• **STUDY TEXT**
☆ ☆ ☆ ☆ ☆

A few weeks ago, we discovered a campaign created by the Canadian Fair Trade Network. It highlights the point that a garment’s tag really doesn’t tell you much. Made in India, huh?

What if the tag told the whole story? Like this red hoodie:

“100% cotton. Made in Sierra Leone by Tejan. The first few times he coughed up blood he hid it from his family. They couldn’t afford medical treatment and he couldn’t risk losing his long-time job at the cotton plantation. When he fell into a seizure one day it could no longer be ignored. The diagnosis was pesticide poisoning. The lack of proper protective clothing has left him with leukemia at the age of 34. He has two daughters. One of them starts work at the factory next year.”

Or this yellow sweater:

“100% cotton. Made in Cambodia by Behnly, nine years old. He gets up at 5:00 am every morning to make his way to the garment factory where he works. It will be dark when he arrives and dark when he leaves. He dresses lightly because the temperature in the room he works reaches 30 degrees. The dust in the room fills his nose and mouth. He will make less than a dollar, for a day spent slowly suffocating. A mask would cost the company ten cents.”

☆ ☆ ☆ ☆ ☆

• **LIST OF TASKS**
1. In the clothing-tag text, condense the paragraph that begins "100% cotton. Made in Cambodia by Behnly" into a bulleted list that keeps its main facts.
2. Carry the clothing-tag text forward from its final sentence.

☆ ☆ ☆ ☆ ☆

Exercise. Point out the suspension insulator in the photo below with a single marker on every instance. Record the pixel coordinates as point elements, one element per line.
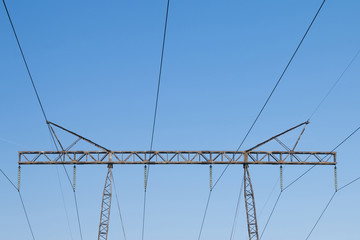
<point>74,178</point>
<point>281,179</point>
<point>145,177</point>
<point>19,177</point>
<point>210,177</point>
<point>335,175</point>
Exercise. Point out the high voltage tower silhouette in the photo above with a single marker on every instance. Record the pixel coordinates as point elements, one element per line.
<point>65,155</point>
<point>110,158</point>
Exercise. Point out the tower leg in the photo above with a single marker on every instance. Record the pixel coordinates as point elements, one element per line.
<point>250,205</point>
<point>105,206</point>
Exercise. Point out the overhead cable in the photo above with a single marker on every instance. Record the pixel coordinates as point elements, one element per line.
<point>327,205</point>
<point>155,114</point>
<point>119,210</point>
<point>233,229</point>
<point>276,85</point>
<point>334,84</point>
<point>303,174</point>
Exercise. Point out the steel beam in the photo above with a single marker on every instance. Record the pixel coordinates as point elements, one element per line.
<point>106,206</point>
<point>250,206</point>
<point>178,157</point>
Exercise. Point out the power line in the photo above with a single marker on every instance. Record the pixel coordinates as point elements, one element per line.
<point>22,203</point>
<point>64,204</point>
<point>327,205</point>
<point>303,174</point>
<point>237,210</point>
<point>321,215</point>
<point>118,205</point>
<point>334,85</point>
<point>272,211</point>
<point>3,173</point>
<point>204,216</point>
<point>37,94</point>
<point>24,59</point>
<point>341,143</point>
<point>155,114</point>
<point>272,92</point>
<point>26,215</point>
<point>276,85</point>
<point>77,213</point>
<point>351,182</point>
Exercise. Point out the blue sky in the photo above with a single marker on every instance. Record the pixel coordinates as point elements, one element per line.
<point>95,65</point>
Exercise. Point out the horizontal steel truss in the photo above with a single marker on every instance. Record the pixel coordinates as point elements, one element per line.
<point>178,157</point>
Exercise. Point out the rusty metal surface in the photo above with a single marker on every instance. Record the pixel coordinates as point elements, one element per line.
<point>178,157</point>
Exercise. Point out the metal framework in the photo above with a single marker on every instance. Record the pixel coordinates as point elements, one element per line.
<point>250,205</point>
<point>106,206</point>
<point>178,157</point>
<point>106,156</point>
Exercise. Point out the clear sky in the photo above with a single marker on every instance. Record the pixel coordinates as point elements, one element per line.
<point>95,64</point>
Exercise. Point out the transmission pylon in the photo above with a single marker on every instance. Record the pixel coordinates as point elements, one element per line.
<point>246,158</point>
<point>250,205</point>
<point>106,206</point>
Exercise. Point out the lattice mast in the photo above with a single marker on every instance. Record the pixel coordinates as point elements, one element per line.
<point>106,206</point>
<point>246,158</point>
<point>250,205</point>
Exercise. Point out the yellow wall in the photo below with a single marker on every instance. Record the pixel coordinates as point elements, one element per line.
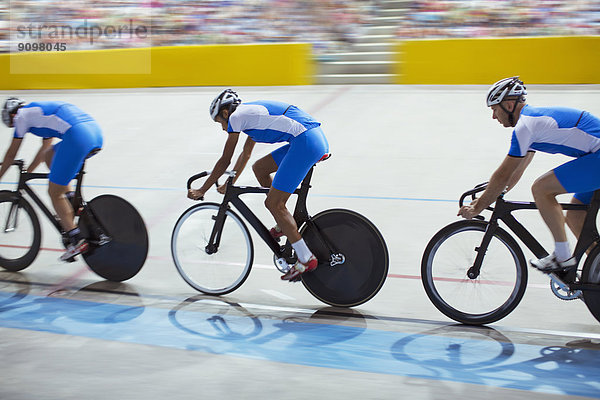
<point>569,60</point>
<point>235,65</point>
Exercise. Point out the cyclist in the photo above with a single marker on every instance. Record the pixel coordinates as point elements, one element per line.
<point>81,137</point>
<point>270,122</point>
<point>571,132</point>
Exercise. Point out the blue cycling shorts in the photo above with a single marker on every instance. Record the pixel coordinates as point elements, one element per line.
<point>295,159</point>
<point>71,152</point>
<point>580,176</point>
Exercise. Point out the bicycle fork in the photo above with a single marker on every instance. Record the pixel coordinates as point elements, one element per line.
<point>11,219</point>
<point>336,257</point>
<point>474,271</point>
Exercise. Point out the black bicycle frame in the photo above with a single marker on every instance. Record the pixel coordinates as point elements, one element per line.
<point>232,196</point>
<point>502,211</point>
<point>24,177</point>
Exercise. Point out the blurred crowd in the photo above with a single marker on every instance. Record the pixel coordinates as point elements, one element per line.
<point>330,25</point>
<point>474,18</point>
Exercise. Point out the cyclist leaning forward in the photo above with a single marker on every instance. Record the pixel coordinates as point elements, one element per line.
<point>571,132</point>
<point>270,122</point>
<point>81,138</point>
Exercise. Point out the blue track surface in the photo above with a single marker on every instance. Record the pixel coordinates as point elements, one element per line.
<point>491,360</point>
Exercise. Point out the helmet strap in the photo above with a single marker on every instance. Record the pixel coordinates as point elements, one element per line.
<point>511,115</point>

☆ ☆ ☆ ☆ ☆

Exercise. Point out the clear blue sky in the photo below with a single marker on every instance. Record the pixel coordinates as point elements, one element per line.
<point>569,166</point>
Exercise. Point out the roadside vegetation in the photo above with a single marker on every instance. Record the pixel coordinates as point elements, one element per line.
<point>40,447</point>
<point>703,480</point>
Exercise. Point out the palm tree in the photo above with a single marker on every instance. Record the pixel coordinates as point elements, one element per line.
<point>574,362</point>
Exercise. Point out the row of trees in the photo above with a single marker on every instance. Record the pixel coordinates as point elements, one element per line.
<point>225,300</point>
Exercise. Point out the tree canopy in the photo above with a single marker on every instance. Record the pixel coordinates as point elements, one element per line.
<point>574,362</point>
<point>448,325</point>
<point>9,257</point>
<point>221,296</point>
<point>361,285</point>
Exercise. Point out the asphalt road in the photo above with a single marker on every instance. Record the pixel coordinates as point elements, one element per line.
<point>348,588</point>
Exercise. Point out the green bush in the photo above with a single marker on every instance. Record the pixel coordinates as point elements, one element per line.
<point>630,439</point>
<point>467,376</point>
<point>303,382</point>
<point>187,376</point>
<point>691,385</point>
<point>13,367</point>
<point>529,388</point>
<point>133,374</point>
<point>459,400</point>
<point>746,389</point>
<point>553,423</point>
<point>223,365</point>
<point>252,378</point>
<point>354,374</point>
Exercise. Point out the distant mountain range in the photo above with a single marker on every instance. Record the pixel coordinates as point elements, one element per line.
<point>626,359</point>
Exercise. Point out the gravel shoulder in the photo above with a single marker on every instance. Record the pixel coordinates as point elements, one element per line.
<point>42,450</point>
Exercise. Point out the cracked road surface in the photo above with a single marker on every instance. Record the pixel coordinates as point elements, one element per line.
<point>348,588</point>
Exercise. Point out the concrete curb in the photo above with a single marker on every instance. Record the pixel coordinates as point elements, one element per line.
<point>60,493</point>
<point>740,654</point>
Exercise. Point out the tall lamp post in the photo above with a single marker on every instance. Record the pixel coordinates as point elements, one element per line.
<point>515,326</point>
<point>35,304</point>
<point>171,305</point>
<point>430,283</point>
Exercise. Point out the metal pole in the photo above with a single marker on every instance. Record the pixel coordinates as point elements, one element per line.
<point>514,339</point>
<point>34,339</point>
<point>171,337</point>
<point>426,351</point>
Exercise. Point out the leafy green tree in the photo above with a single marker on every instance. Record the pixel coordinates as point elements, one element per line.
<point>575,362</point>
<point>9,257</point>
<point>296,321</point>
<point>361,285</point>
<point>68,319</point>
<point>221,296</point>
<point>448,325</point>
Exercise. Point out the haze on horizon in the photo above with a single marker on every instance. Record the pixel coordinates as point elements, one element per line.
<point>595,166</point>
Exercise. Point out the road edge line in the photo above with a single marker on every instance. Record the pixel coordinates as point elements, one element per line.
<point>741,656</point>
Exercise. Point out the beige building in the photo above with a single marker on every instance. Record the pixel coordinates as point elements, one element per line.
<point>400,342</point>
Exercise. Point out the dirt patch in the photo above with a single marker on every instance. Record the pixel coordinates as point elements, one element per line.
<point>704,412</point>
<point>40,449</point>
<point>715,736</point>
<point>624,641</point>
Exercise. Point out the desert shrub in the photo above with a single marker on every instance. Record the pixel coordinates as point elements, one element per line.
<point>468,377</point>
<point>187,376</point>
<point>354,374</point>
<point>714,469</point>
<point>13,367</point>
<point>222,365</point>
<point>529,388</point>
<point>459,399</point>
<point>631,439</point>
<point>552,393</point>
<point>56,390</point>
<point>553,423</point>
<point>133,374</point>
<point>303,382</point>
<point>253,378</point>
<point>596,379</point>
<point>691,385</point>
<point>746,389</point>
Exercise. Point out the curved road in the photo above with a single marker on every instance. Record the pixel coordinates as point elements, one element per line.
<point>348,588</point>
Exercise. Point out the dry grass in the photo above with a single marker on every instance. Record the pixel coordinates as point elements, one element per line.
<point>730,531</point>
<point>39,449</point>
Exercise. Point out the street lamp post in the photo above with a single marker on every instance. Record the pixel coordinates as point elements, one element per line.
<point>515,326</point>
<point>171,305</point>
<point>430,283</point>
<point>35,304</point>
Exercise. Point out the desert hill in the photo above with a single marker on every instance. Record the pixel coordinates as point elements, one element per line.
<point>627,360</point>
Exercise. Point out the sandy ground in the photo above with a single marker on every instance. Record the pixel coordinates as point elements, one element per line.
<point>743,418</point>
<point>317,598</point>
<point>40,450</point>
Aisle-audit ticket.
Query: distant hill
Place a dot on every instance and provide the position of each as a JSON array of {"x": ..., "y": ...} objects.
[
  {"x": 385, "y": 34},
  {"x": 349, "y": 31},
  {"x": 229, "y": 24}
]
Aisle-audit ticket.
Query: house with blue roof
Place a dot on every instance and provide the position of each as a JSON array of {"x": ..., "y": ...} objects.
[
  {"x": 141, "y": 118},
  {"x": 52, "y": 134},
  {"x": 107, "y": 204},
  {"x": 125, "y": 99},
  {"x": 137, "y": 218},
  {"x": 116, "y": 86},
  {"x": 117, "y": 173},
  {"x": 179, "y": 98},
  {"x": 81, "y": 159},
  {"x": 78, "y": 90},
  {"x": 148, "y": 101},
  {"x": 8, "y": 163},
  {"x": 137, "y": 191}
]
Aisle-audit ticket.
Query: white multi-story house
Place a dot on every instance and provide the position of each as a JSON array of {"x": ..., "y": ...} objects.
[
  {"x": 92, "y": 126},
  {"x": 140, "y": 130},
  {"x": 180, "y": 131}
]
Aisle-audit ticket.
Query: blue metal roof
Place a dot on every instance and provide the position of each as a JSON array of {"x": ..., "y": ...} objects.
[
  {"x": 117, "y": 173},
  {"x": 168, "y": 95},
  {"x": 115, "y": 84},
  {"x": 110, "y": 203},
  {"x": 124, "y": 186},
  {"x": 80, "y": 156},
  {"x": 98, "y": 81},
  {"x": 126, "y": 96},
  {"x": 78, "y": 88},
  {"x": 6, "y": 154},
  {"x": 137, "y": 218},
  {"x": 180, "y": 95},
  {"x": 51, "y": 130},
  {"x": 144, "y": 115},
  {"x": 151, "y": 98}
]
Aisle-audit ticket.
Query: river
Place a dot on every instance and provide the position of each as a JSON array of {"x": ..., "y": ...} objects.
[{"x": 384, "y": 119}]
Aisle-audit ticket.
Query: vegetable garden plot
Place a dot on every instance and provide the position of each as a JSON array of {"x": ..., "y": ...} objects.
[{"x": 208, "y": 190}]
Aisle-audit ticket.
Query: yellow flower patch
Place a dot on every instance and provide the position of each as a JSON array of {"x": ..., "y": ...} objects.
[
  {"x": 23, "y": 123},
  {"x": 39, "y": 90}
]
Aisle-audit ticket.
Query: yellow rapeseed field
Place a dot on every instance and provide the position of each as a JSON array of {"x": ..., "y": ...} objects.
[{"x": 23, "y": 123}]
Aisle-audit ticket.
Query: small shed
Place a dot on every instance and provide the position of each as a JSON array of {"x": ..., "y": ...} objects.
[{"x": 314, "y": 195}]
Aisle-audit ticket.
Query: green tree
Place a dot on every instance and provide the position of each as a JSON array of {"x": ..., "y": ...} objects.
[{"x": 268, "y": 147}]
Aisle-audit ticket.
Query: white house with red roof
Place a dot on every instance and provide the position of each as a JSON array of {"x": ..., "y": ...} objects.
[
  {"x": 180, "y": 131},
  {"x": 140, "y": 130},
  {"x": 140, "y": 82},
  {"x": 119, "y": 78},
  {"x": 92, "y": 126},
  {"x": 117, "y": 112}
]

☆ ☆ ☆ ☆ ☆

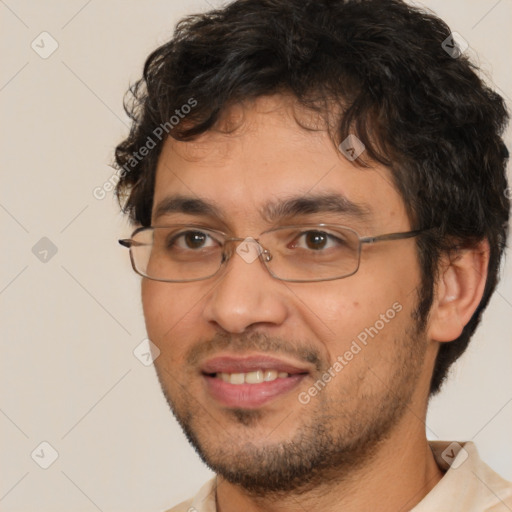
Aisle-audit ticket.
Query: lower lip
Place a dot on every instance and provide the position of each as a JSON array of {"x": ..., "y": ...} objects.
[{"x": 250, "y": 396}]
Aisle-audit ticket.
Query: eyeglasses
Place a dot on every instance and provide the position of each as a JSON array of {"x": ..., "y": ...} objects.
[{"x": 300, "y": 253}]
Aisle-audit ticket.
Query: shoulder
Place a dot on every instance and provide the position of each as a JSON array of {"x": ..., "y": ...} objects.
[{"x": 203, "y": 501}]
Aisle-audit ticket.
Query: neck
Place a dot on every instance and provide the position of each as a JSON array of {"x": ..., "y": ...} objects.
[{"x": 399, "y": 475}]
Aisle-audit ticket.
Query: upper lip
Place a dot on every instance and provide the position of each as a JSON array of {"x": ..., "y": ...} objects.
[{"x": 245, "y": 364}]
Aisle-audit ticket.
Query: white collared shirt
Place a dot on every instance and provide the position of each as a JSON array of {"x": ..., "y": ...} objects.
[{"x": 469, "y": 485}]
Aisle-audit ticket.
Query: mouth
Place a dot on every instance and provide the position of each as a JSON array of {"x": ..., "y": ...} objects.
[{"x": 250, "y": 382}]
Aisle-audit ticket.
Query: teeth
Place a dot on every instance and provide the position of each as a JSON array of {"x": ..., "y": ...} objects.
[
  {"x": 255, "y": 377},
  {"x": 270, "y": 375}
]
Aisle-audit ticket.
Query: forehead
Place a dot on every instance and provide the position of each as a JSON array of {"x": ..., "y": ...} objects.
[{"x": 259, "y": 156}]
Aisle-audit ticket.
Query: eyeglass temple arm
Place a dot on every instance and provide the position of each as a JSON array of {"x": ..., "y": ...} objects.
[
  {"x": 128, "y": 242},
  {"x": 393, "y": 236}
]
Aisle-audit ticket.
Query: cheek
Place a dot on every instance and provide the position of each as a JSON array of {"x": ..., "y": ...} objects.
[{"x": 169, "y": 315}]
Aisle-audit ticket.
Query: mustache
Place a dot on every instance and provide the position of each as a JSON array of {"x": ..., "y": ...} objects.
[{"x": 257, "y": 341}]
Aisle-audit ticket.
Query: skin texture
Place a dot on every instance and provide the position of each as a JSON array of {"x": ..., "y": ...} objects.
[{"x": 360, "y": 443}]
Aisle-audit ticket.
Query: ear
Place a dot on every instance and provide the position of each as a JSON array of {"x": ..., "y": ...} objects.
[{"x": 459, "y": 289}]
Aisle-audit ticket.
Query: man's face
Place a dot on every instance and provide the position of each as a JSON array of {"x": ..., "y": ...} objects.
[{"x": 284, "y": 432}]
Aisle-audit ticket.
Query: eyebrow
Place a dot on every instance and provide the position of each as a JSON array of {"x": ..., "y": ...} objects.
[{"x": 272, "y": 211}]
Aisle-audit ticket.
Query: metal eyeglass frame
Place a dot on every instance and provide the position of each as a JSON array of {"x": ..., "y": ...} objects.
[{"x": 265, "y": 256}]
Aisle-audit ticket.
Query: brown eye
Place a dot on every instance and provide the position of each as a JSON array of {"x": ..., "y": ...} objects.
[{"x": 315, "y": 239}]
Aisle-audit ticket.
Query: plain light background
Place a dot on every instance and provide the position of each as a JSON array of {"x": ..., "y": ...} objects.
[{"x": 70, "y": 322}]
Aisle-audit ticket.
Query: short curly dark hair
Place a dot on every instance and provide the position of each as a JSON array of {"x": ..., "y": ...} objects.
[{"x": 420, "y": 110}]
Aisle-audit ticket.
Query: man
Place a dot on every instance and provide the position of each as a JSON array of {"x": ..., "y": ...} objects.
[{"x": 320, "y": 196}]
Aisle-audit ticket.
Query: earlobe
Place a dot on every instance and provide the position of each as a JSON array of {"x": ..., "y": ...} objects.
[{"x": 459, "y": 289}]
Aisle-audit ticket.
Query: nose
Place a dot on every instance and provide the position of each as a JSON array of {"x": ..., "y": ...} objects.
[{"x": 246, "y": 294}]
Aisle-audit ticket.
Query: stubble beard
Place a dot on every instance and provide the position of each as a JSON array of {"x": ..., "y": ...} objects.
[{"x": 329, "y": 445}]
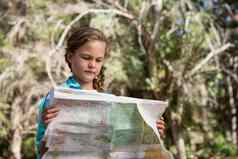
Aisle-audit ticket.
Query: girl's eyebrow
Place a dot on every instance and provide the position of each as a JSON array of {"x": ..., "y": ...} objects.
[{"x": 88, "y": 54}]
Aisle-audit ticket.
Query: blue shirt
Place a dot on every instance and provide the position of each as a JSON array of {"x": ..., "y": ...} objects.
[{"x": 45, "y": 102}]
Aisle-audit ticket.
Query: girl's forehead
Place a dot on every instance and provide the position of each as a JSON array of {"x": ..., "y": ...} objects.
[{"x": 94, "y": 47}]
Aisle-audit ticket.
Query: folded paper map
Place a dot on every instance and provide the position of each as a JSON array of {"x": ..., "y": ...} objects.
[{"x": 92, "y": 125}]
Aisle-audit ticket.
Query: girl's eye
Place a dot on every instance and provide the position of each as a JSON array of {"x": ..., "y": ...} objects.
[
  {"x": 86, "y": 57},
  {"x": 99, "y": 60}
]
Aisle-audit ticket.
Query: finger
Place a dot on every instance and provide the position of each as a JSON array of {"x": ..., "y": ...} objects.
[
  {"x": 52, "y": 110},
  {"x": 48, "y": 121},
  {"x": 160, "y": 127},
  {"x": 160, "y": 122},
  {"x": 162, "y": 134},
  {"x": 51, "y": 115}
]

☆ ☆ ☆ ☆ ☆

• **TASK-BY-TASK OUTPUTS**
1.
- 100% cotton, made in Cambodia by Behnly, who is nine years old.
- He gets up at 5:00 am each morning to go to the garment factory. It is dark when he arrives and dark when he leaves.
- He dresses lightly because his workroom reaches 30 degrees.
- Dust in the room fills his nose and mouth.
- He earns less than a dollar a day.
- A mask would cost the company ten cents.

2.
We posted about the campaign and got an overwhelmingly positive response! So, in honor of Fashion Revolution Day and the second anniversary of the Rana Plaza garment factory collapse, we decided to put the whole story on one of our own tags:

“100% cotton. Made in India by Rosy. ‘I started working for my family, but now I work for me, for my heart.’ Like many families, hers had money problems. She and her husband dreamed of giving their children an education. When she joined the co-op, she had never sewn before, but when the co-op saw what a hard worker she was, she was promoted to a supervisor role, and kept moving up. Now she’s an assistant production manager. Rosy has earned not only a living wage but also the respect of her family and community. Rosy’s oldest son attended school and is now happily married, while her youngest son is finishing his education.”

We would include stories like Rosy’s on every tag if we could, but those would be some seriously long tags. That’s the thing about fair trade, though, you can learn the whole story. And the story’s a good one, because that’s the point of fair trade – to do good.